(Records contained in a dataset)
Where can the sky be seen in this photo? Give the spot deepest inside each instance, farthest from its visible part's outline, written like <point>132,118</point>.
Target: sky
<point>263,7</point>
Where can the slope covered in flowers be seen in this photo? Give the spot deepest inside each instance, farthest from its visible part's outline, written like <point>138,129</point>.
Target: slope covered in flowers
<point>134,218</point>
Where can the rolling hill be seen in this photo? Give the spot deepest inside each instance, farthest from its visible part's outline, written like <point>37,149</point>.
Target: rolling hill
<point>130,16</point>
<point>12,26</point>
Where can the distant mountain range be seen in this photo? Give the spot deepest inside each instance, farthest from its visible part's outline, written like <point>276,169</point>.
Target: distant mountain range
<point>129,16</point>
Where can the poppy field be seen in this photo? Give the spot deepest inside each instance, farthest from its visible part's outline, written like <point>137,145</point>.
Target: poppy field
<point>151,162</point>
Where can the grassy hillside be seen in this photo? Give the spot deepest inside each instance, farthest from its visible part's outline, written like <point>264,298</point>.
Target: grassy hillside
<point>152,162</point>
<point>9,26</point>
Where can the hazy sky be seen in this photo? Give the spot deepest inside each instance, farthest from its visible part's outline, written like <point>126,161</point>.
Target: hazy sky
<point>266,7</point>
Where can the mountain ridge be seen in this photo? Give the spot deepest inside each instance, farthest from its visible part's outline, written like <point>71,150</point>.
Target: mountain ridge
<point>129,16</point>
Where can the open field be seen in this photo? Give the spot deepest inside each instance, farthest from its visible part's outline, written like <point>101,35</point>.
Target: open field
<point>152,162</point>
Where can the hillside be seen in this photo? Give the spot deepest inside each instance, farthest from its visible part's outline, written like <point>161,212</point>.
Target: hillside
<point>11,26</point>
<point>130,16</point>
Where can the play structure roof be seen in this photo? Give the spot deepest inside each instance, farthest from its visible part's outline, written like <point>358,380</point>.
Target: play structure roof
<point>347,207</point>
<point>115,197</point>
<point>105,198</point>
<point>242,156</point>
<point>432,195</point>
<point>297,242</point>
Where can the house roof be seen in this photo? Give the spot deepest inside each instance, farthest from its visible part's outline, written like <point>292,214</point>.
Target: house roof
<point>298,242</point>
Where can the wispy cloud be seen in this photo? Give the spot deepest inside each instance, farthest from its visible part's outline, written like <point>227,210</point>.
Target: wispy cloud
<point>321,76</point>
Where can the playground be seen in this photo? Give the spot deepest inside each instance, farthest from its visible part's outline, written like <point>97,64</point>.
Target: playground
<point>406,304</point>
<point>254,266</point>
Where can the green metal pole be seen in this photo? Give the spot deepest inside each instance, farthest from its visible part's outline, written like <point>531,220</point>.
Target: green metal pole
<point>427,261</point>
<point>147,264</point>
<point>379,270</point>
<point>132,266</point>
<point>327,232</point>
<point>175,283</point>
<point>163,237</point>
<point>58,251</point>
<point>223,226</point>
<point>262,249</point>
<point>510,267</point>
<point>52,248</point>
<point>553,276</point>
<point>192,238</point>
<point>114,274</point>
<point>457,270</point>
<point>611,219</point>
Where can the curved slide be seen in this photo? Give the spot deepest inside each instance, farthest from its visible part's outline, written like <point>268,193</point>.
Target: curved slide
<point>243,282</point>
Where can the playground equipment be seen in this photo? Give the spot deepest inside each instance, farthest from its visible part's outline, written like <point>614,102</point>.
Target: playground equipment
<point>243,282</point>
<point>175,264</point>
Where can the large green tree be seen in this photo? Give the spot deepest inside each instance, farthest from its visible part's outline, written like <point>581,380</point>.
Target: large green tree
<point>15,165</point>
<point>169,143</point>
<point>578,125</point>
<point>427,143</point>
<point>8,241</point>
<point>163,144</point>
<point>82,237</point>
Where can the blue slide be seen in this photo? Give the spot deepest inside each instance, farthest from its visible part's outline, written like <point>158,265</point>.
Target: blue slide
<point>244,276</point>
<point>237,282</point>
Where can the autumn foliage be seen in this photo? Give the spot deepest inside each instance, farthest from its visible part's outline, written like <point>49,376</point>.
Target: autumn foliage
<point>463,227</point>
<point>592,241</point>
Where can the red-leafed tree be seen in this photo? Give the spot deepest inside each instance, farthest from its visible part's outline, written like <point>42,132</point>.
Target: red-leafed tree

### TASK DESCRIPTION
If a line in the records includes the string "leafed", copy it.

### ANSWER SPACE
Where can the red-leafed tree be seen in this photo? Give the spot deepest inside each instance, farthest from its visible part's outline, written like <point>42,132</point>.
Target: red-leafed tree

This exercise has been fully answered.